Given records:
• • • •

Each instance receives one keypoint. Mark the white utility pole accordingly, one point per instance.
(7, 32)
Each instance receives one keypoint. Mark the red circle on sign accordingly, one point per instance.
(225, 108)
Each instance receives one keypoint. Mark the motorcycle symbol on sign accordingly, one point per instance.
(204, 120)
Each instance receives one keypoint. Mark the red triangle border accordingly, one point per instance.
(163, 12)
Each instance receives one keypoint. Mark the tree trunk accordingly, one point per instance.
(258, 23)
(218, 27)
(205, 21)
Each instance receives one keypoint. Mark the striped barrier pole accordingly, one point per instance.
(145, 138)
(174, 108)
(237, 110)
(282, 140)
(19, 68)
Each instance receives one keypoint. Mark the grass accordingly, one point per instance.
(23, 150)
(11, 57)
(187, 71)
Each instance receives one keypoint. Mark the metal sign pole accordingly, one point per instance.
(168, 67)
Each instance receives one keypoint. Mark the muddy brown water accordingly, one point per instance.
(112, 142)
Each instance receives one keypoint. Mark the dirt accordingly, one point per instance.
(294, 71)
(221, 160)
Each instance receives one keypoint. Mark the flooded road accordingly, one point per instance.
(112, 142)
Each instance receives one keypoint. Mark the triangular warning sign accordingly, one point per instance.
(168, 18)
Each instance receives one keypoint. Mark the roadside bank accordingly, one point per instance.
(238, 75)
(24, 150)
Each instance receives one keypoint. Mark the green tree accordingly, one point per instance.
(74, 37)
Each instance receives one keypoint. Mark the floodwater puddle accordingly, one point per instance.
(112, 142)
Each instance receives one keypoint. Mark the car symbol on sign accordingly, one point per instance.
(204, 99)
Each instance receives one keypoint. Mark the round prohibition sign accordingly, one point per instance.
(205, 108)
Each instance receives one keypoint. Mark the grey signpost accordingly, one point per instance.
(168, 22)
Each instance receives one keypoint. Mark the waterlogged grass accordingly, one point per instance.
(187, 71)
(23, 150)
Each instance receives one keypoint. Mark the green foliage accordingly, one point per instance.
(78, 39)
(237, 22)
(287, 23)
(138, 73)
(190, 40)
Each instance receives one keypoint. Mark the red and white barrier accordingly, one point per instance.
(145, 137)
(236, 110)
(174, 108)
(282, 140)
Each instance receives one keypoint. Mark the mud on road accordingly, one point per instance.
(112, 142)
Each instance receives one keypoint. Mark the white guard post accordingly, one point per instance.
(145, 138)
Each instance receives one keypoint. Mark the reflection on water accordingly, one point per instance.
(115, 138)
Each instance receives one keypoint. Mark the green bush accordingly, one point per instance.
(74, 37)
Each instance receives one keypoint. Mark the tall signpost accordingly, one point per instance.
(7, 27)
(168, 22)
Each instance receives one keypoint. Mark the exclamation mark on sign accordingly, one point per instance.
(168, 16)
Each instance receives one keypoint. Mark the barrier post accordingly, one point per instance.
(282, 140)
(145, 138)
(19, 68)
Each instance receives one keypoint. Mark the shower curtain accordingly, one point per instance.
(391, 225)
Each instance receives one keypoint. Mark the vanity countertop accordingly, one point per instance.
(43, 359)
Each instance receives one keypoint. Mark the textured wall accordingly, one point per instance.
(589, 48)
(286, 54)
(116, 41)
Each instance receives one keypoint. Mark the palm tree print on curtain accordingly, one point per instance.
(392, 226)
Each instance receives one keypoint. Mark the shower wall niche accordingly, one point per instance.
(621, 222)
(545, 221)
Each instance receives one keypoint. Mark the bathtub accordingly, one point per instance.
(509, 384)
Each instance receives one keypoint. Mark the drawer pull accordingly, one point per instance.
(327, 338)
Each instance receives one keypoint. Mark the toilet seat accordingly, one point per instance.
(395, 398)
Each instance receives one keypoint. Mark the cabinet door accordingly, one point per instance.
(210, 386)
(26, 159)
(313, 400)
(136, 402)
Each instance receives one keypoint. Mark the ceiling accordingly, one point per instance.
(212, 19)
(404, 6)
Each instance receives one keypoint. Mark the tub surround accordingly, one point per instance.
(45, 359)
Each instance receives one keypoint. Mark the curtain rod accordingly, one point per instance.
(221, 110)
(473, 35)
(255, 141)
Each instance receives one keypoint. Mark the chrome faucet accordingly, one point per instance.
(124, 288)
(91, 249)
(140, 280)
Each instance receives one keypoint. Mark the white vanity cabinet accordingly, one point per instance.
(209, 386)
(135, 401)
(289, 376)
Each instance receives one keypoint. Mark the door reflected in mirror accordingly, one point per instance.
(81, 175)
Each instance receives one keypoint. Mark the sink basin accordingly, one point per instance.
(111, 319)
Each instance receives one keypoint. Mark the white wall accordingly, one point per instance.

• • • •

Goal: Retype exactly the lines from the one containing "Each instance receives one keypoint. Mark the bathtub" through the last line of the records above, including both.

Result of this exercise:
Each instance receives one keypoint. Mark the bathtub accordingly, one point per instance.
(509, 384)
Each instance receives one keypoint. Mark the drawer pull accordingly, one point per instance.
(327, 338)
Each instance receives one keypoint. Mark the toilet seat accordingly, one point per instance.
(395, 398)
Each instance receives one keypoint. Mark the cabinet door accordingly, one point per instance.
(210, 386)
(26, 159)
(313, 400)
(136, 402)
Each instance receives one keypoint. Mark the ceiling accordingly, one point per instance.
(212, 19)
(404, 6)
Each instance receives one keypoint. Mark the tub surround accordingly, one point per instance.
(45, 359)
Each instance receives one keypoint. Mark the curtain rod accordingly, one point per instance.
(221, 110)
(473, 35)
(255, 141)
Each instance receives one keypoint. Mark the chrome faucet accordingly, one point per instance.
(124, 288)
(91, 249)
(140, 280)
Each instance receives one keypoint. Mark the white vanity cabinet accordingly, one point per instance.
(209, 386)
(135, 401)
(289, 376)
Each instance receives one keypoint. Mark the door reflected in mirror accordingly, one point per instance.
(81, 175)
Each instance receives one keypoint. Mark the sink basin accordingly, one point per instance.
(111, 319)
Each instance receives one keypoint. Mark the white wall accordingly, one point per instance.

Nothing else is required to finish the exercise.